> Do this: Without altering anything, repeat each of the records.

Excerpt from a dataset:
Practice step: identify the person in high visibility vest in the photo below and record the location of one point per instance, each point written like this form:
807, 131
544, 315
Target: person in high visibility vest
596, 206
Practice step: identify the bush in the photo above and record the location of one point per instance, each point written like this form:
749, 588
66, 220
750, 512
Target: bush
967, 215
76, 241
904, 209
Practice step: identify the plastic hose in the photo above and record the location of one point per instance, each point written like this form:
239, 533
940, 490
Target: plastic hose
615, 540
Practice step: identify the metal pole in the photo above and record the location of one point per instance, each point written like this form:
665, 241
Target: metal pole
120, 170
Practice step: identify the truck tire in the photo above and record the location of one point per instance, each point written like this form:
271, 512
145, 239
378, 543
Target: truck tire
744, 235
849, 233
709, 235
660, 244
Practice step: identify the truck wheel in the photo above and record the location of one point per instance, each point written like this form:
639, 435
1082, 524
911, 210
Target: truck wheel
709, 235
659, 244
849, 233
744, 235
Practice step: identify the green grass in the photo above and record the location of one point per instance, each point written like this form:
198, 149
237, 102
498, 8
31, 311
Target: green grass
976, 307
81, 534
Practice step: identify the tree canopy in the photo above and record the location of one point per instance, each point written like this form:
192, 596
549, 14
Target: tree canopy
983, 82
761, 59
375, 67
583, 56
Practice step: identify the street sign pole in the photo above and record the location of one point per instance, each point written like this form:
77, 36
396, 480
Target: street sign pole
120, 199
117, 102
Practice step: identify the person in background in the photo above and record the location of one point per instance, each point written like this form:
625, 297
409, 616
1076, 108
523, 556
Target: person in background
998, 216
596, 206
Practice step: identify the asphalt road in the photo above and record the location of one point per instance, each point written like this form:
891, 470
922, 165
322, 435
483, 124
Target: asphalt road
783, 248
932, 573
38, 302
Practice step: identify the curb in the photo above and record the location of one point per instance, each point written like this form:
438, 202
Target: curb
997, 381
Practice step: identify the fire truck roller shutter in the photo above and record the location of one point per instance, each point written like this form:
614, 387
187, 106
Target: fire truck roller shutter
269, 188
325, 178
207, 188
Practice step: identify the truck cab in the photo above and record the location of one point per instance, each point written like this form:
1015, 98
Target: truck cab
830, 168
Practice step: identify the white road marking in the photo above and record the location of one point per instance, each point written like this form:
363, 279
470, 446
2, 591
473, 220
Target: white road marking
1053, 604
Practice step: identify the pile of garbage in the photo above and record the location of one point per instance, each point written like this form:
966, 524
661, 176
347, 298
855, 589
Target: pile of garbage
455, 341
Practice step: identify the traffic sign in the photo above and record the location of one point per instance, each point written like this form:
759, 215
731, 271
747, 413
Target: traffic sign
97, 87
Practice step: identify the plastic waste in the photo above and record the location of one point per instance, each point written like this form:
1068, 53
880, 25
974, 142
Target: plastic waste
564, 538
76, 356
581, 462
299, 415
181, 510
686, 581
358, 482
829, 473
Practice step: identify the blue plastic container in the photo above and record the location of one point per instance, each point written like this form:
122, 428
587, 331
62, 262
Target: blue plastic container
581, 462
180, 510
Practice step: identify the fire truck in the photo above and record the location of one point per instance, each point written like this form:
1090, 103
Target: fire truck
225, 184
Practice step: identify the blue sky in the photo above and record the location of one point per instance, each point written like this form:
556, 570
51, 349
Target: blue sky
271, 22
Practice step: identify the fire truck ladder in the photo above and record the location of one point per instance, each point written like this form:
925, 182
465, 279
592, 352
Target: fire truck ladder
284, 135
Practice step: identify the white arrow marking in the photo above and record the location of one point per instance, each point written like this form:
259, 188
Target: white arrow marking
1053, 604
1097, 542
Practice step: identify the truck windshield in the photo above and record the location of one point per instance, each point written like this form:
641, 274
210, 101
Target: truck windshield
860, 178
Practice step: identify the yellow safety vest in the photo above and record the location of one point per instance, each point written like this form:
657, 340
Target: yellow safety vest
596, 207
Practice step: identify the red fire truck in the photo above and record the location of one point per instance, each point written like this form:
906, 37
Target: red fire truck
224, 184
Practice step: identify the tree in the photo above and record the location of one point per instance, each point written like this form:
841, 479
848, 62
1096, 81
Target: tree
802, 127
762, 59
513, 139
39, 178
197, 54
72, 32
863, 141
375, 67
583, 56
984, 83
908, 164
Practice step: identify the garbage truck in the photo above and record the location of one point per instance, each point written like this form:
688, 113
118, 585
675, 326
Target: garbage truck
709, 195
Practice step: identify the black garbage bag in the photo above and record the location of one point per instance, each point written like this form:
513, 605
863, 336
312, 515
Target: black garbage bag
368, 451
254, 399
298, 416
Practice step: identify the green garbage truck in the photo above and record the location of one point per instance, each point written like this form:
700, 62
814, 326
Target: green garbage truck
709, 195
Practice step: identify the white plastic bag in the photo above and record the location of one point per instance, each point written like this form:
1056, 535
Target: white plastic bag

> Result:
Practice step: identify the person in high visibility vest in the photo below and record the location of one point per instance, each point written like this form:
807, 131
544, 315
Target: person in high visibility vest
596, 206
Practice step: identify the bush in the photo above and record the location of one point per instance, each point written like this form:
749, 588
66, 220
750, 512
Target: bush
967, 215
76, 241
904, 209
Practice step: identify the plastic hose in the photo above and record the location of one point per instance, each point written like this form:
239, 533
940, 490
Target: plastic hose
615, 540
Practice step: identify the metal pole in the photo above and record the location of one point per instance, each point written like this form:
665, 241
Target: metal pole
120, 170
Practice step: identify the truck tire in the photo above and record the location of one point per instance, each point written like this form:
271, 512
145, 239
378, 543
Target: truck tire
744, 235
849, 233
709, 235
660, 244
Practice step: identify the truck wheel in the photo above and record the location of one point per instance, each point written like this form:
639, 435
1082, 524
911, 210
Target: truck wheel
709, 235
659, 244
849, 233
744, 235
Practice step: identify the green grass in the photo above and record the location of one point per instance, each point written like this form:
198, 149
237, 102
498, 8
31, 311
Target: green grass
976, 307
81, 534
Practice step: identify the tree canopy in the photo above and record the location of one point per instance, each point written like this form:
192, 596
549, 14
Target: tree canopy
983, 82
761, 59
375, 67
583, 56
Practice step: identify the street sign pole in the photo above and record the location of one point per instance, each point written like this form:
77, 36
396, 480
Target: street sign pole
120, 199
117, 102
Practice step: identify the person in background in the photo above and record the location of one point per instance, each point written like this form:
625, 297
409, 616
1076, 108
523, 556
Target: person in background
998, 216
596, 206
Practice step: identify the asphalt road in the photo above and record the location of one point per instance, each point written like this form:
891, 470
922, 165
322, 435
483, 124
Target: asphalt road
783, 248
932, 573
38, 302
Practice step: identify the curb in the photo above and record the location of one point per instance, each point written like this form:
438, 202
Target: curb
997, 381
Practice step: identify the fire truck roller shutter in the photo above and record the location of one point per instance, each point written like this form:
614, 387
187, 106
Target: fire truck roller shutter
269, 188
325, 178
207, 188
Practice step: identify the truck cab in the photo above and record the location of one point per instance, each point written like this form:
1015, 98
Target: truck cab
830, 168
Practice step: identify the white road marking in the photo above and record the location of one point per instance, each point written like this form:
363, 279
470, 446
2, 591
473, 220
Target: white road marking
1053, 604
Practice step: identify the pile of garbage in the photo above and record the location of one point per instance, each point written like this form:
966, 524
661, 176
347, 298
855, 589
Target: pile of garbage
455, 341
Practice step: identify the traffic sign in the photo above and record the location of one point per instance, each point written like this form:
759, 215
731, 271
747, 413
Target: traffic sign
97, 87
Practice step: identify the plastic waste in the photo above and record the location of one point per instance, each point written like this form:
1068, 53
880, 25
974, 142
Target: plastic waste
564, 538
76, 356
581, 462
299, 415
181, 510
686, 581
358, 482
829, 473
Practice step: identify the blue plastic container in the photo above and record the location of one point per instance, each point written like this form:
122, 428
587, 331
62, 262
Target: blue plastic container
581, 462
180, 510
Practice step: identify the fire truck in the photo above and record the location of one point per instance, each point written like this form:
1090, 103
Target: fire truck
225, 184
Practice step: identify the blue sky in the photo above and record the location of one point per instance, each point written like this form:
556, 570
51, 349
Target: blue sky
271, 22
Practice step: identify the fire truck ladder in the photo above and record the location of one point per instance, each point written like this form:
925, 182
465, 279
592, 352
Target: fire truck ladder
284, 135
Practice step: identify the white arrow marking in the photo above and record the location of one point per instance, each point written like this form:
259, 188
Target: white arrow marking
1053, 604
1097, 542
Practice step: identify the truck windshield in the photo above and record the location of one point per instance, each point written like this form:
641, 274
210, 101
Target: truck windshield
860, 178
Practice step: identify the yellow safety vest in the photo above and record the location of one point per instance, each point written like this form:
657, 340
Target: yellow safety vest
596, 207
Practice step: identify the red fire truck in the photo above and record the location of one point per instance, each point written like this form:
906, 37
Target: red fire truck
224, 184
Practice step: identify the tree in the photo above and record the location of one point per instance, each point written like this form:
841, 479
848, 62
1096, 81
Target: tree
802, 127
762, 59
513, 139
39, 178
197, 54
72, 32
863, 141
375, 67
583, 56
984, 83
908, 164
Practice step: identify the garbage truck in the photo above and record the location of one point per instance, each point written like this form:
688, 113
118, 585
675, 326
Target: garbage truck
709, 195
Practice step: identify the black garbage bag in the photo above and record the location of one point per instance, each point written like this form:
513, 605
863, 336
312, 515
Target: black garbage bag
368, 451
254, 399
298, 416
Practice step: identify the green garbage truck in the photo above and record the location of one point per instance, each point written like this form:
700, 62
814, 326
Target: green garbage truck
709, 195
Practice step: identify the white plastic bag in the photo above and record the location of one point per instance, each point written like this form:
1056, 535
Target: white plastic bag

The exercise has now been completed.